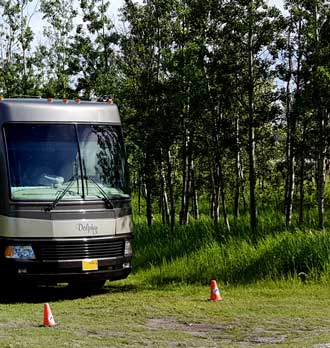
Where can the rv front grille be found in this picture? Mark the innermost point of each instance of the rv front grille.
(81, 249)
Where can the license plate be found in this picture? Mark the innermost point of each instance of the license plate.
(90, 265)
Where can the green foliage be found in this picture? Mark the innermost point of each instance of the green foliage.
(200, 251)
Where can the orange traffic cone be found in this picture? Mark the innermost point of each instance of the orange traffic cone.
(215, 292)
(48, 316)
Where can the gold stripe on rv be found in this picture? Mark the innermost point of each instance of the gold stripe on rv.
(36, 228)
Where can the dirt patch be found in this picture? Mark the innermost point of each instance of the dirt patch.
(193, 328)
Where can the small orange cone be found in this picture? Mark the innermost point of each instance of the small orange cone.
(215, 292)
(48, 316)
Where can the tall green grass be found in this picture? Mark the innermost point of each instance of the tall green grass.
(201, 250)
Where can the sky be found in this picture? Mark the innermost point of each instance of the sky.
(36, 23)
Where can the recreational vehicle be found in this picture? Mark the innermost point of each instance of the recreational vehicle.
(65, 206)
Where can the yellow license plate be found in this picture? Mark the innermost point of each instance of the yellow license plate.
(90, 265)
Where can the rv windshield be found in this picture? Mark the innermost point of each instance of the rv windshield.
(44, 158)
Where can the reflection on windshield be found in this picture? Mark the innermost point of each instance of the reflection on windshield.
(43, 158)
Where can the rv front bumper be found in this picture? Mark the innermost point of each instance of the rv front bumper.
(66, 271)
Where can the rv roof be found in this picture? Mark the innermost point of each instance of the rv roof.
(49, 110)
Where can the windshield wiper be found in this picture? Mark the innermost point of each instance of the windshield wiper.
(61, 194)
(105, 196)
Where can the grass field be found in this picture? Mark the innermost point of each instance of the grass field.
(132, 314)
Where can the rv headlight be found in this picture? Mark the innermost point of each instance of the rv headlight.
(23, 252)
(128, 248)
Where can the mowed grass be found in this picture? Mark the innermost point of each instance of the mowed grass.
(132, 314)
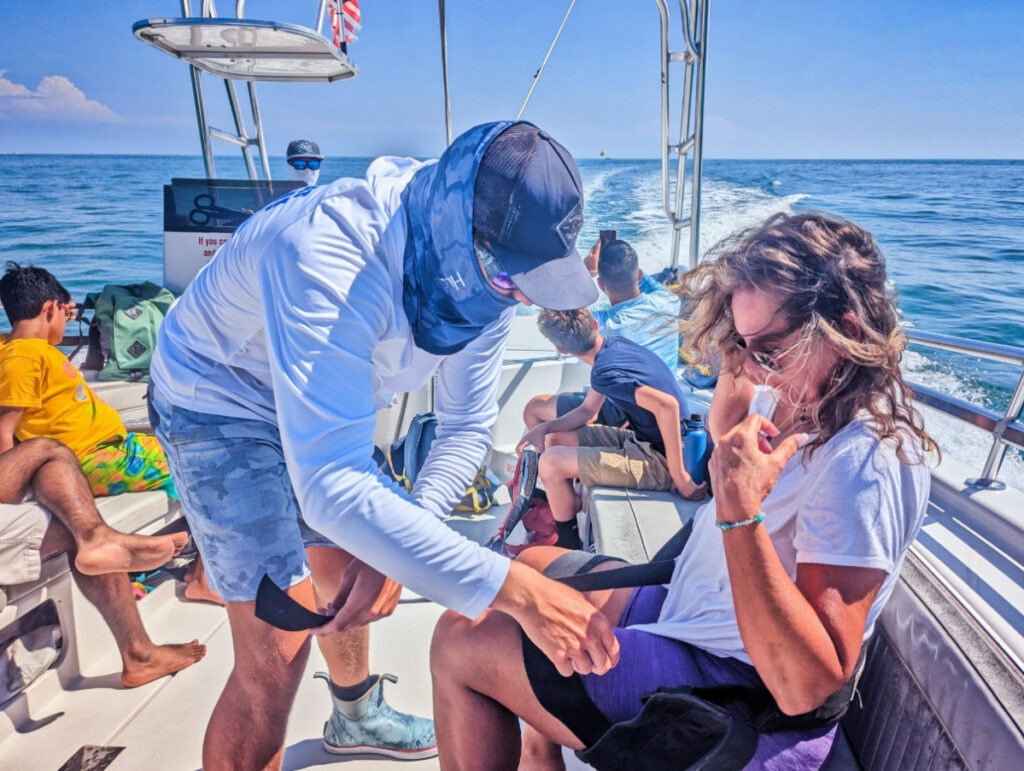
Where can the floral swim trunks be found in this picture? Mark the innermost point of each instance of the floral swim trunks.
(131, 464)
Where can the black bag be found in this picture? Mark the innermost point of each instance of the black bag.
(408, 455)
(693, 727)
(675, 729)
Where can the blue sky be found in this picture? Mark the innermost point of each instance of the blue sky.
(786, 79)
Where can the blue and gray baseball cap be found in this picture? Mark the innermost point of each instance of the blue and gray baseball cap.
(303, 148)
(527, 203)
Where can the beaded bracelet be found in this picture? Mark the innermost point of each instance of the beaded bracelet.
(723, 526)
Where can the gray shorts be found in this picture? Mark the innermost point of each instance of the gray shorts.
(615, 458)
(22, 530)
(610, 414)
(238, 498)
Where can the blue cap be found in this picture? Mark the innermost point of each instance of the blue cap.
(527, 203)
(302, 148)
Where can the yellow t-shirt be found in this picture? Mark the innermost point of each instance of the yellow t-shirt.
(57, 402)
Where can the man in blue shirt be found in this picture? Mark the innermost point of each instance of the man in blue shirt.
(641, 310)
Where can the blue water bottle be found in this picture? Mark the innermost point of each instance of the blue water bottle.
(695, 450)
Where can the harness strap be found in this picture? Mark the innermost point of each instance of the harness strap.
(656, 572)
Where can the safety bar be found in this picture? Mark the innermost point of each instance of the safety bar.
(1007, 429)
(690, 142)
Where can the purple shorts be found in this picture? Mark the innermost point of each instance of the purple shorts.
(647, 661)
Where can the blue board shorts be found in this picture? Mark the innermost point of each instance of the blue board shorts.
(237, 496)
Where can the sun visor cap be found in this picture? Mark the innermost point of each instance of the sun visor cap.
(528, 205)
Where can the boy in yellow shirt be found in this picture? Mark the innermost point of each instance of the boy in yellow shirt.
(43, 394)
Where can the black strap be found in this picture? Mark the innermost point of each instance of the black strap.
(655, 572)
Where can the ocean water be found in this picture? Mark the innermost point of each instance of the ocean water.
(952, 232)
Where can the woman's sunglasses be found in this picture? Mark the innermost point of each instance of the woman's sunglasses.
(768, 360)
(491, 267)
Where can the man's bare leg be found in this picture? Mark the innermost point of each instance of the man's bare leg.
(480, 686)
(198, 586)
(53, 474)
(248, 725)
(557, 468)
(347, 654)
(141, 659)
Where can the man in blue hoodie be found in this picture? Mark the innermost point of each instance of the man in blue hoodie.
(266, 382)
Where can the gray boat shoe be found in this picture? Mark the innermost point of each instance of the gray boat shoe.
(378, 729)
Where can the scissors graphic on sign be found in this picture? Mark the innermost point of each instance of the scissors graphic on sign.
(207, 211)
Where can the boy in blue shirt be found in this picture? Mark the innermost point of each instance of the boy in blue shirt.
(639, 308)
(647, 456)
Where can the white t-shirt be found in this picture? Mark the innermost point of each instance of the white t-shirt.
(299, 322)
(853, 503)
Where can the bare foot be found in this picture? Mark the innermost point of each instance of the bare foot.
(158, 660)
(119, 552)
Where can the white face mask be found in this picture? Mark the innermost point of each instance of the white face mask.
(309, 176)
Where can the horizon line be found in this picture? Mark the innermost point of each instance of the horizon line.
(6, 154)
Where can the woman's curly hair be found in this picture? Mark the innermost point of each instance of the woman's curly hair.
(824, 268)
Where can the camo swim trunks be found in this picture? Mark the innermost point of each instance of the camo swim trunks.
(237, 497)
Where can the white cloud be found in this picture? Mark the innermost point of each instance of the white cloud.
(56, 98)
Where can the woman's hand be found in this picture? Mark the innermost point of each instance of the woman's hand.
(689, 489)
(744, 467)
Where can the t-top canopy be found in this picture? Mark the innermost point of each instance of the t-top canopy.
(246, 49)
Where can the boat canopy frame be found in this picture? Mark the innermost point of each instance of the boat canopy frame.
(692, 58)
(250, 50)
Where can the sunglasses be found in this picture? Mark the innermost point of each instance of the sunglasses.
(491, 267)
(768, 360)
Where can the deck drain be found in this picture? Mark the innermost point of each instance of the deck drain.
(91, 758)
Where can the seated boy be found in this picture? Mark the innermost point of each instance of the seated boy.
(641, 309)
(648, 456)
(42, 394)
(98, 555)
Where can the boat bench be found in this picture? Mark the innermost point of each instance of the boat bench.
(921, 704)
(48, 599)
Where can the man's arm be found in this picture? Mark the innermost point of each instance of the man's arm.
(572, 420)
(665, 408)
(9, 418)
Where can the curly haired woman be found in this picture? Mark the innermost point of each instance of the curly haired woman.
(820, 486)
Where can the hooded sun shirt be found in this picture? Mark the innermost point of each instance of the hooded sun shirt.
(301, 320)
(446, 299)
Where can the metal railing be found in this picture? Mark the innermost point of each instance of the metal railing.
(690, 143)
(1007, 429)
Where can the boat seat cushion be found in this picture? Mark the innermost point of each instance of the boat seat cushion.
(935, 693)
(143, 513)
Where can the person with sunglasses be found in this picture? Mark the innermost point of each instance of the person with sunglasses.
(304, 161)
(819, 488)
(268, 375)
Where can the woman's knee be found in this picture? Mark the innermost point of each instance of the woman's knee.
(539, 557)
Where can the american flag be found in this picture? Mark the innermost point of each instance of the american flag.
(347, 16)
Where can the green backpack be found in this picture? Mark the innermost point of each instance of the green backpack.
(125, 323)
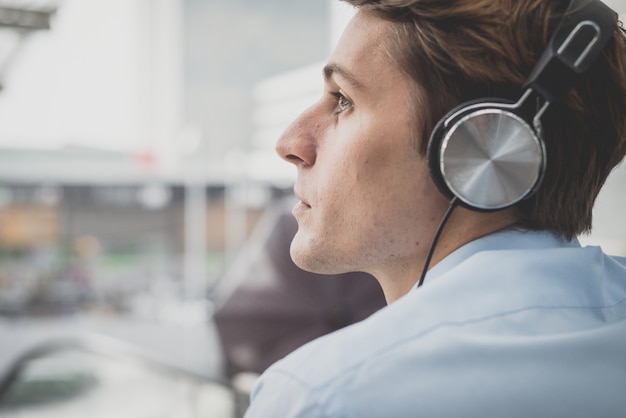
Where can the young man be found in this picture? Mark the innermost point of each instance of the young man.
(514, 319)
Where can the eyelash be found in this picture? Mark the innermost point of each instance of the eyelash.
(339, 98)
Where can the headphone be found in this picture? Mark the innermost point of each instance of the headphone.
(488, 154)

# # # #

# Your task:
Reproduce exactly and only the lines from the line that contains "Where can the hooded" to the end of the data above, both ends included. No pictures go in the copy.

# Full answer:
Where can the hooded sun shirt be found in this picture? Mark the innermost point of each instance of the hooded sun shirt.
(301, 320)
(446, 299)
Where can the metal railing be found in this picture? Mark the innermost point of each instance of the metal railing.
(690, 143)
(1007, 429)
Where can the boat seat cushion be found in this picture? Mark the innermost point of each instance of the boat seat cushion.
(935, 693)
(143, 513)
Where can the person with sunglasses be found in this picture? Mark the innermost point of each instance of the person with sunglasses.
(304, 161)
(819, 488)
(268, 375)
Where can the woman's knee be found in this picture? Mark the innermost point of each instance of the woman's knee.
(539, 557)
Where can the american flag be found in this picture? Mark the innermost point of each instance of the american flag.
(347, 16)
Where can the green backpack be found in this picture? Mark the innermost point of each instance of the green backpack.
(125, 323)
Where can the young man be found in this picture? Mark the innermost point of each instance of the young man.
(514, 319)
Where can the eyelash be found in this picture? Mark the innermost point of each instance of the eyelash.
(339, 98)
Where can the headphone be found in this picture? Mark the innermost point of each instance of the headphone.
(488, 154)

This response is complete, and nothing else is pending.